- [Task to complete]
The data must be returned in full, with no character altered.

-------

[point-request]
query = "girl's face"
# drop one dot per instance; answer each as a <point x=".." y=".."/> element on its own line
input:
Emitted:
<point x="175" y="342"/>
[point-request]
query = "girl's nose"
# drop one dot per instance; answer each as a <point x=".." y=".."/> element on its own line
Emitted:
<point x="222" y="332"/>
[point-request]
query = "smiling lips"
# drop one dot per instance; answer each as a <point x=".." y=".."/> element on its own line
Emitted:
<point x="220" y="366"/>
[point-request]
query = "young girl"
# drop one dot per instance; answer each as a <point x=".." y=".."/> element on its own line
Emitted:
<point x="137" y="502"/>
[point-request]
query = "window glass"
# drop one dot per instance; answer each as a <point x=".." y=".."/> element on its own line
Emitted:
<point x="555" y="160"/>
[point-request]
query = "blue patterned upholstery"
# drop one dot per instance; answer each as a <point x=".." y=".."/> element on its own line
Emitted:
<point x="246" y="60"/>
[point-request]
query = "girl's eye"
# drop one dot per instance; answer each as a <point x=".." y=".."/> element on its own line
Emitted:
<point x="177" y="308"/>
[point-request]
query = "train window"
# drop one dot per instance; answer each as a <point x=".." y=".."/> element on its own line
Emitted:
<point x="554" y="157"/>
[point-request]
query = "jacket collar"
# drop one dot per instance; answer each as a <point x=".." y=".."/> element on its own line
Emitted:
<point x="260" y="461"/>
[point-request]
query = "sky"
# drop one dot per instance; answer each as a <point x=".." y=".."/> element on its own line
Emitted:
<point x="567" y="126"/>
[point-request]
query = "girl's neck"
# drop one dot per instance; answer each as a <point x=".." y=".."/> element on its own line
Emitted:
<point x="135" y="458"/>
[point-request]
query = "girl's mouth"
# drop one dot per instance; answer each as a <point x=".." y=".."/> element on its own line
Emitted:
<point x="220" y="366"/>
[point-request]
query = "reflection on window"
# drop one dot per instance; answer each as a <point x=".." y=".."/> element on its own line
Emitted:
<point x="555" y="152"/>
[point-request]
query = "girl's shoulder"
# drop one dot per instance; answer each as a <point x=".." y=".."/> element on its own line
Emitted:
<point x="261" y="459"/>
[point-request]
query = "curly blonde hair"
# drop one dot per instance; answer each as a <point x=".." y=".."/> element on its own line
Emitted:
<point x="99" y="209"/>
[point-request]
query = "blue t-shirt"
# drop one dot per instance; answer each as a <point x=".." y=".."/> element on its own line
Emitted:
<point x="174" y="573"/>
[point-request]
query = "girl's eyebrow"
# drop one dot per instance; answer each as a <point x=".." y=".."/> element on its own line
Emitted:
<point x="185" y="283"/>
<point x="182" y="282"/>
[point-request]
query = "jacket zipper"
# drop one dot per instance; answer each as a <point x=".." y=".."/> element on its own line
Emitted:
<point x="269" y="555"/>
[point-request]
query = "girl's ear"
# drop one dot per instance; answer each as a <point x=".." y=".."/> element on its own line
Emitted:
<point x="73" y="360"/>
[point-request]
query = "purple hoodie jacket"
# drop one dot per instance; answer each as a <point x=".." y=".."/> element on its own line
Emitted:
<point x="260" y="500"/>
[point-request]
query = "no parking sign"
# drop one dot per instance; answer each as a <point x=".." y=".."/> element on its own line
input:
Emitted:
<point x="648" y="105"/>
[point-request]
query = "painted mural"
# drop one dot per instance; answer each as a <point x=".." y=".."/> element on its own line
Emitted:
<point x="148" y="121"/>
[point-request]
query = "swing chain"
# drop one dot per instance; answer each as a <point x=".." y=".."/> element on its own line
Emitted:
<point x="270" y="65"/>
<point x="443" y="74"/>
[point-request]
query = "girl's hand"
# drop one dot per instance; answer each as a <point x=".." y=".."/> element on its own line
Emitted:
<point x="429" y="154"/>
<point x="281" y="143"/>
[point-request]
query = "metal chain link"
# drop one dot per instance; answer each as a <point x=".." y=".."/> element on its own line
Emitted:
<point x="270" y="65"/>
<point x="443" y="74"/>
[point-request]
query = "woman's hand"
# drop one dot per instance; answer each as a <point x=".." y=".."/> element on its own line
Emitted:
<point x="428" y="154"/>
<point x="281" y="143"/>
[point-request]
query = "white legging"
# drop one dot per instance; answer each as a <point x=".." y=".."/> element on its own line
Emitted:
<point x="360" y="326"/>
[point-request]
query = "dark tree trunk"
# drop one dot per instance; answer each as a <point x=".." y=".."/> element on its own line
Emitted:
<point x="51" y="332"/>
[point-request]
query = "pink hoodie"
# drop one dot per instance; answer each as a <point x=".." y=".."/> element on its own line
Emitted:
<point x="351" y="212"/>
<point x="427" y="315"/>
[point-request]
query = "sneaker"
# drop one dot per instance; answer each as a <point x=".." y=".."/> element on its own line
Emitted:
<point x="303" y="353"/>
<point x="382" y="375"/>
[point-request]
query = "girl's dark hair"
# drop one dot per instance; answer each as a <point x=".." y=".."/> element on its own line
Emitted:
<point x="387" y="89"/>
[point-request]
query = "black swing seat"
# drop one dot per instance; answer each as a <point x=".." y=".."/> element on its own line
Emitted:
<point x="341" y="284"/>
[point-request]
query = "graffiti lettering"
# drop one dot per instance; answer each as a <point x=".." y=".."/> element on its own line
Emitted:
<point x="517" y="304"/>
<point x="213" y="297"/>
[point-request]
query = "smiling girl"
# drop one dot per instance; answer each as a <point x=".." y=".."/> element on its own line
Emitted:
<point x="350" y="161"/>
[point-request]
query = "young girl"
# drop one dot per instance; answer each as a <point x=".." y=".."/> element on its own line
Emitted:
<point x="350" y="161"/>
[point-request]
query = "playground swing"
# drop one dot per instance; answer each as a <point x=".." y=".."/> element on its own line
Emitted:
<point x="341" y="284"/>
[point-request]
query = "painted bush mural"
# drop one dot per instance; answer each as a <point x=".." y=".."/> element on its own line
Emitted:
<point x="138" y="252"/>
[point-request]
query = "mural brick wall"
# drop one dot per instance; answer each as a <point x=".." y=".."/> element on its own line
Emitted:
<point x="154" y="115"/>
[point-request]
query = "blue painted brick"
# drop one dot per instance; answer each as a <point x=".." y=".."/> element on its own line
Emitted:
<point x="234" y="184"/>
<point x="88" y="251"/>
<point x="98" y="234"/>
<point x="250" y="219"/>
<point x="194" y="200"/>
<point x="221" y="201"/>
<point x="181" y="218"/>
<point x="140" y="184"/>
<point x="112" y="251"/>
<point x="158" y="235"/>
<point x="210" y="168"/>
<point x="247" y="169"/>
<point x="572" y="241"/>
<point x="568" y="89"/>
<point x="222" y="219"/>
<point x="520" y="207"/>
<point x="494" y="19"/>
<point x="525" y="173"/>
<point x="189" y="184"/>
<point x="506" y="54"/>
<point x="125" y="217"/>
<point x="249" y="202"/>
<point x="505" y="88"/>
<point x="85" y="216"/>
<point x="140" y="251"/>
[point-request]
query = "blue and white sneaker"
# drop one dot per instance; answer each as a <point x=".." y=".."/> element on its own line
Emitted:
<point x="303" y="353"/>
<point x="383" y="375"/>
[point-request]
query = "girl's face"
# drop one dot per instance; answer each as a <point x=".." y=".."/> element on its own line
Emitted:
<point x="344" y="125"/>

-------

- [Answer for this exercise]
[point-request]
query = "girl's face"
# drop one dot per instance; answer each as a <point x=".." y=".."/> element on its own line
input:
Emitted:
<point x="175" y="342"/>
[point-request]
query = "girl's nose"
# drop one dot per instance; answer each as a <point x=".." y=".."/> element on its own line
Emitted:
<point x="222" y="332"/>
[point-request]
query = "smiling lips"
# drop one dot per instance; answer each as a <point x=".." y=".."/> element on its own line
Emitted:
<point x="220" y="366"/>
[point-request]
query = "young girl"
# drop one dot per instance; answer each as a <point x=".." y=".."/> element on its own line
Emitted:
<point x="137" y="502"/>
[point-request]
query = "window glass"
# drop one dot per instance; answer each as a <point x=".." y=".."/> element on its own line
Emitted:
<point x="555" y="160"/>
[point-request]
query = "blue patterned upholstery"
# drop one dot per instance; answer each as a <point x=".." y=".."/> element on its own line
Emitted:
<point x="246" y="60"/>
[point-request]
query = "girl's eye"
# drop one dot per instance; answer each as a <point x=".." y=".."/> element on its own line
Emitted:
<point x="177" y="308"/>
[point-request]
query = "train window"
# drop one dot per instance; answer each as a <point x=".." y=".."/> element on its own line
Emitted:
<point x="554" y="157"/>
[point-request]
query = "jacket collar"
# drop one dot per instance; answer each as a <point x=".." y=".."/> element on its own line
Emitted:
<point x="260" y="461"/>
[point-request]
query = "sky"
# drop one dot per instance; answer each as a <point x=".." y=".."/> element on its own line
Emitted:
<point x="567" y="126"/>
[point-request]
query = "girl's neck"
# drop one dot per instance; answer each as a <point x=".." y=".."/> element on its own line
Emitted:
<point x="135" y="458"/>
[point-request]
query = "girl's mouth"
# drop one dot per instance; answer each as a <point x=".." y=".."/> element on its own line
Emitted:
<point x="220" y="366"/>
[point-request]
query = "reflection on window"
# drop one dot per instance; answer each as a <point x=".." y=".."/> element on its own line
Emitted:
<point x="555" y="152"/>
[point-request]
query = "girl's shoulder"
# drop one dot per instance; answer each as a <point x=".." y=".."/> element on its own line
Emitted:
<point x="261" y="459"/>
[point-request]
query = "curly blonde hair"
# drop one dot per instance; answer each as a <point x=".." y=".."/> element on its own line
Emitted:
<point x="99" y="209"/>
[point-request]
query = "blue t-shirt"
# drop one dot per instance; answer each as a <point x=".." y=".."/> element on its own line
Emitted:
<point x="174" y="573"/>
[point-request]
query = "girl's eyebrow"
# drop one dot per instance; answer each as a <point x=".." y=".."/> element on its own line
Emitted:
<point x="185" y="283"/>
<point x="182" y="282"/>
[point-request]
query = "jacket zipper"
# drop one dot per instance; answer each as a <point x=".." y=".."/> element on its own line
Emitted:
<point x="269" y="555"/>
[point-request]
query = "girl's ear"
# drop one dot per instance; answer each as a <point x=".." y=".."/> element on its own line
Emitted:
<point x="73" y="360"/>
[point-request]
query = "purple hoodie jacket"
# drop one dot per instance; answer each as a <point x=".." y=".."/> element on its own line
Emitted:
<point x="260" y="500"/>
[point-request]
query = "no parking sign"
# drop one dot per instance; answer each as a <point x=".." y=".."/> element on its own line
input:
Emitted:
<point x="648" y="105"/>
[point-request]
query = "painted mural"
# drop one dot per instance; answer each as a <point x=".." y=".."/> element on its own line
Emitted:
<point x="148" y="121"/>
[point-request]
query = "swing chain"
# drop one dot per instance; answer each as a <point x=".." y=".."/> element on its own line
Emitted:
<point x="270" y="65"/>
<point x="443" y="74"/>
[point-request]
query = "girl's hand"
# drop one dot per instance; answer each as a <point x=".." y=".."/> element on its own line
Emitted:
<point x="429" y="154"/>
<point x="281" y="143"/>
[point-request]
query = "metal chain link"
# drop one dot per instance; answer each as a <point x=".." y=".."/> element on its own line
Emitted:
<point x="270" y="65"/>
<point x="443" y="74"/>
[point-request]
query = "woman's hand"
# drop one dot per instance; answer each as a <point x=".." y=".."/> element on its own line
Emitted:
<point x="428" y="154"/>
<point x="281" y="143"/>
[point-request]
query = "white legging"
# drop one dot per instance; answer each as a <point x=".." y=".."/> element on its own line
Emitted:
<point x="360" y="326"/>
[point-request]
query = "dark tree trunk"
# drop one dot per instance; answer each as a <point x=".." y=".."/> element on its own line
Emitted:
<point x="51" y="332"/>
[point-request]
query = "pink hoodie"
# drop one dot per instance; answer each as a <point x=".." y=".."/> element on its own line
Emitted:
<point x="351" y="212"/>
<point x="427" y="315"/>
[point-request]
query = "sneaker"
# drop one dot per instance; answer each as a <point x=".." y=".."/> element on its own line
Emitted:
<point x="303" y="353"/>
<point x="382" y="375"/>
[point-request]
query = "girl's dark hair"
# drop one dot per instance; answer each as a <point x=".." y=".."/> element on its own line
Emitted:
<point x="387" y="89"/>
[point-request]
query = "black swing seat"
# drop one dot per instance; answer each as a <point x=".." y=".."/> element on its own line
Emitted:
<point x="341" y="284"/>
[point-request]
query = "graffiti lettering"
# drop one dot per instance; answer each as a <point x=".." y=".."/> element on its own line
Emitted:
<point x="517" y="304"/>
<point x="213" y="297"/>
[point-request]
query = "smiling girl"
# drop one dot per instance; answer each as a <point x=".." y=".."/> element on its own line
Emitted:
<point x="350" y="161"/>
[point-request]
query = "young girl"
# drop one dot per instance; answer each as a <point x=".." y=".."/> element on its own line
Emitted:
<point x="350" y="161"/>
[point-request]
query = "playground swing"
# drop one dot per instance; answer each as a <point x=".." y=".."/> element on its own line
Emitted:
<point x="341" y="284"/>
[point-request]
query = "painted bush mural"
# drop one dot per instance; answer each as a <point x=".." y=".."/> element on its own line
Emitted:
<point x="138" y="252"/>
[point-request]
query = "mural brick wall"
# drop one dot per instance; answer each as a <point x=".." y=".."/> element on its own line
Emitted:
<point x="154" y="115"/>
[point-request]
query = "blue painted brick"
# drop one dot per instance; answer each as a <point x=".." y=".."/> element on its own line
Emitted:
<point x="234" y="184"/>
<point x="88" y="251"/>
<point x="98" y="234"/>
<point x="250" y="219"/>
<point x="194" y="200"/>
<point x="221" y="201"/>
<point x="181" y="218"/>
<point x="140" y="184"/>
<point x="112" y="251"/>
<point x="158" y="235"/>
<point x="210" y="168"/>
<point x="247" y="169"/>
<point x="572" y="241"/>
<point x="568" y="89"/>
<point x="222" y="219"/>
<point x="520" y="207"/>
<point x="494" y="19"/>
<point x="525" y="173"/>
<point x="189" y="184"/>
<point x="506" y="54"/>
<point x="125" y="217"/>
<point x="249" y="202"/>
<point x="505" y="88"/>
<point x="85" y="216"/>
<point x="140" y="251"/>
[point-request]
query = "blue and white sneaker"
# drop one dot per instance; answer each as a <point x=".." y=".."/> element on its own line
Emitted:
<point x="303" y="353"/>
<point x="383" y="375"/>
[point-request]
query = "girl's face"
# drop one dot per instance; answer each as a <point x=".." y=".."/> element on its own line
Emitted:
<point x="344" y="125"/>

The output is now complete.